GOAL OF THE EXERCISE → The records below are to be reproduced exactly, with the pictures left out.

-- Opening Marker --

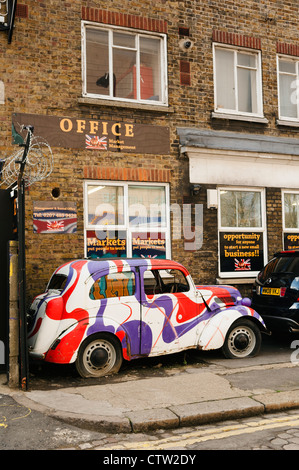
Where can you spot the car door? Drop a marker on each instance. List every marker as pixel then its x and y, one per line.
pixel 169 311
pixel 114 299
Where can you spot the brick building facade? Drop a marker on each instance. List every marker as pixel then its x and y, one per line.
pixel 192 105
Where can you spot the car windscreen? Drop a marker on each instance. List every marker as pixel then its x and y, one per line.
pixel 57 282
pixel 280 265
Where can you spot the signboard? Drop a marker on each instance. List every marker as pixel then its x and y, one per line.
pixel 241 252
pixel 148 245
pixel 54 217
pixel 291 241
pixel 93 134
pixel 105 244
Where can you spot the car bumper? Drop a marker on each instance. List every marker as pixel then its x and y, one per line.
pixel 282 324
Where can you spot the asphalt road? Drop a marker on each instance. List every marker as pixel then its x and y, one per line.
pixel 25 429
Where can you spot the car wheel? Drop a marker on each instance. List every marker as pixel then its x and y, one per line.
pixel 98 356
pixel 242 340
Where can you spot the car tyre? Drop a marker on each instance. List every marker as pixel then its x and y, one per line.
pixel 243 339
pixel 99 355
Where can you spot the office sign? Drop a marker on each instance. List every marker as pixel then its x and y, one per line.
pixel 95 134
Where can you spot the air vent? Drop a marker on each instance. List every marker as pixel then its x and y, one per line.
pixel 22 11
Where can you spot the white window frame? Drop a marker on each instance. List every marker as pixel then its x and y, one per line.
pixel 296 79
pixel 126 226
pixel 262 229
pixel 259 90
pixel 163 65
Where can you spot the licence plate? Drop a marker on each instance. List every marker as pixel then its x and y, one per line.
pixel 270 291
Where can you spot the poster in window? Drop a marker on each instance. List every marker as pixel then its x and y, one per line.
pixel 148 245
pixel 54 217
pixel 241 252
pixel 291 241
pixel 106 244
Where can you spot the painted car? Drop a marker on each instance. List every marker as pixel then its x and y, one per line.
pixel 98 312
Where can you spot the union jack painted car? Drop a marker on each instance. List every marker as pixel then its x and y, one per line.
pixel 98 312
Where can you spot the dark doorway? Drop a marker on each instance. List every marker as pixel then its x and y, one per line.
pixel 7 232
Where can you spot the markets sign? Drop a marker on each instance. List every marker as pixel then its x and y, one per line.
pixel 94 134
pixel 291 241
pixel 241 252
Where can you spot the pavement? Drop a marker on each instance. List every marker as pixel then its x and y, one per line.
pixel 202 392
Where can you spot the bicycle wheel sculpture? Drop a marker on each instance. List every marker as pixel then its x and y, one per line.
pixel 38 163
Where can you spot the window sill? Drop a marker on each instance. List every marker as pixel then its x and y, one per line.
pixel 285 122
pixel 237 117
pixel 122 104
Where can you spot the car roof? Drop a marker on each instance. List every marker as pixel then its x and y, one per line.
pixel 287 253
pixel 96 265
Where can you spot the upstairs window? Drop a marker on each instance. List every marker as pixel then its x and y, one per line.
pixel 237 81
pixel 288 76
pixel 123 65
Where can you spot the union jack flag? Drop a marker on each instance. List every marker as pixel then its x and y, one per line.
pixel 242 264
pixel 96 142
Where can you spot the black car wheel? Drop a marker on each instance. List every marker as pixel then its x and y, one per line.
pixel 99 355
pixel 242 340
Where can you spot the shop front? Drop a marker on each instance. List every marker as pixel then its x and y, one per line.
pixel 252 182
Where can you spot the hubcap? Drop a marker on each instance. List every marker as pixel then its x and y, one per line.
pixel 99 357
pixel 241 341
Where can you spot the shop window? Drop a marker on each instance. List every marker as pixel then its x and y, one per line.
pixel 288 76
pixel 237 81
pixel 290 204
pixel 127 220
pixel 241 232
pixel 124 65
pixel 113 285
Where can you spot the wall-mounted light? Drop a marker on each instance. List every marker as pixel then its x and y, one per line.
pixel 212 198
pixel 195 189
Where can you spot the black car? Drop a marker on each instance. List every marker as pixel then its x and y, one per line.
pixel 275 294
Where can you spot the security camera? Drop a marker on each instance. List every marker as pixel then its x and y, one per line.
pixel 186 44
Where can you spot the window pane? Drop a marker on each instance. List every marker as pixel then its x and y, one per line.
pixel 147 206
pixel 105 205
pixel 247 60
pixel 225 88
pixel 150 73
pixel 240 209
pixel 288 106
pixel 247 93
pixel 113 285
pixel 287 66
pixel 291 210
pixel 97 61
pixel 124 40
pixel 124 68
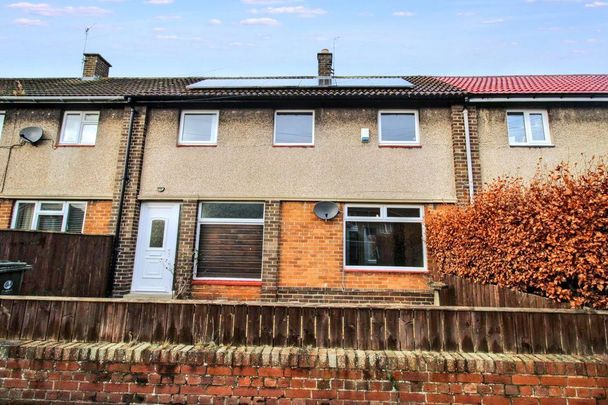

-- Closing Marker --

WRITTEN RESPONSE →
Where can you spot the car door? Drop a marker on each instance. List every marker as pixel then its x and y, one per line.
pixel 169 311
pixel 114 299
Where can you spot the brick building facade? Drop a marker on each instance. List every marker as pixel then its x and y, one per line.
pixel 192 105
Where can you spot the car windscreen? Drop a marker on each instance. List every marker as pixel then its x and y, one per line.
pixel 57 282
pixel 280 265
Where can you spot the signboard? Drop a marker on each instance. List every marker as pixel then its x and y, one per line.
pixel 241 252
pixel 148 245
pixel 54 217
pixel 291 241
pixel 93 134
pixel 105 244
Where can you spot the car bumper? Drop a marker on each instance. List every marker as pixel then its x and y, one per line.
pixel 282 324
Where can you spot the asphalt road? Drop a marker on each instance. List every marker as pixel then its x and y, one per line.
pixel 25 429
Where can you spot the car wheel? Drop a marker on each instance. List every marker as pixel then its x and y, one per line.
pixel 98 356
pixel 242 340
Where can you spot the car tyre? Drop a marker on each instance. List every marker as pixel then its x and y, one per line.
pixel 243 339
pixel 99 355
Where can you spot the office sign? Drop a marker on each instance. List every marker as pixel then its x and y, one per line.
pixel 95 134
Where can you spot the air vent? Drop a marker on each instance. List every marker as pixel then its x and y, one per line.
pixel 22 11
Where can you spot the white window frame? Drop a marker on each instance. List every marker as pixel then its x and y, one per line.
pixel 296 79
pixel 126 226
pixel 262 229
pixel 259 90
pixel 163 65
Where can you spot the licence plate? Drop a marker on each instance. List every marker as pixel then its x and y, one per line.
pixel 270 291
Where can you spot the poster in window? Drop a marker on each instance. List every marker as pixel then its x and y, one per line.
pixel 148 245
pixel 54 217
pixel 241 252
pixel 291 241
pixel 106 244
Where can you spot the painted car? Drop a marker on each instance. List every marker as pixel then its x and y, one per line.
pixel 98 312
Where can you spot the union jack painted car? Drop a marker on each instance. List every marker as pixel then its x and y, one per line.
pixel 98 312
Where can you spot the dark doorway? Drop a marker on each instance. List every marker as pixel then its x and y, one per line.
pixel 7 232
Where can you spot the markets sign? Drop a marker on each instance. List every marker as pixel then its x and y, one per line.
pixel 94 134
pixel 291 241
pixel 241 252
Where can you spot the pavement? Drop a marker on each instance. List every marker as pixel then its x and y, one per line.
pixel 202 392
Where can you spot the bicycle wheel sculpture? Drop a marker on each instance. List every marker as pixel then its x and y, one per line.
pixel 38 163
Where can you spot the window sill? Drop a marker on each instance. List every marker as pixel then its x and y, one per line.
pixel 285 122
pixel 237 117
pixel 122 104
Where can you spot the car roof? Drop a marker on each instance. List every marker as pixel then its x and y, one per line.
pixel 287 253
pixel 96 265
Where can you spot the upstairs window? Drop a marker on each instance. List every marker as pixel then its x and y, one per line.
pixel 237 81
pixel 288 76
pixel 123 65
Where can you spot the union jack flag? Drop a marker on each instance. List every marker as pixel then its x and y, one per line.
pixel 242 264
pixel 96 142
Where can you spot the black car wheel? Drop a marker on each instance. List every marker as pixel then its x and y, one per line.
pixel 99 355
pixel 242 340
Where can you spot the shop front? Drop a marker on each instance. List every marker as pixel then its x and y, one per line.
pixel 252 182
Where can you spot the hubcap? Drop a marker on each instance. List every marker as pixel then its x and y, one per line.
pixel 99 357
pixel 241 341
Where can you spot the shop window? Drop a marker on each instance. List every marker as pixel then its x and y, one per line.
pixel 288 76
pixel 237 81
pixel 290 204
pixel 127 220
pixel 241 232
pixel 124 65
pixel 113 285
Where can you spot the wall-mounted light? Drop a marker on each instance. List every marker as pixel then its x and y, one per line.
pixel 212 198
pixel 195 189
Where can you spot the black car? Drop a marker on each instance. List every marker as pixel then its x and y, one per line.
pixel 275 294
Where can you spot the security camera? Drop a marker on each instance. List every marker as pixel then its x and y, one per line.
pixel 186 44
Where can you spot the window pane? Drop a marker on each instance. List every marker as pixel then its x and y, one per line.
pixel 147 206
pixel 105 205
pixel 247 60
pixel 225 88
pixel 150 73
pixel 240 209
pixel 288 106
pixel 247 93
pixel 113 285
pixel 287 66
pixel 291 210
pixel 97 61
pixel 124 40
pixel 124 68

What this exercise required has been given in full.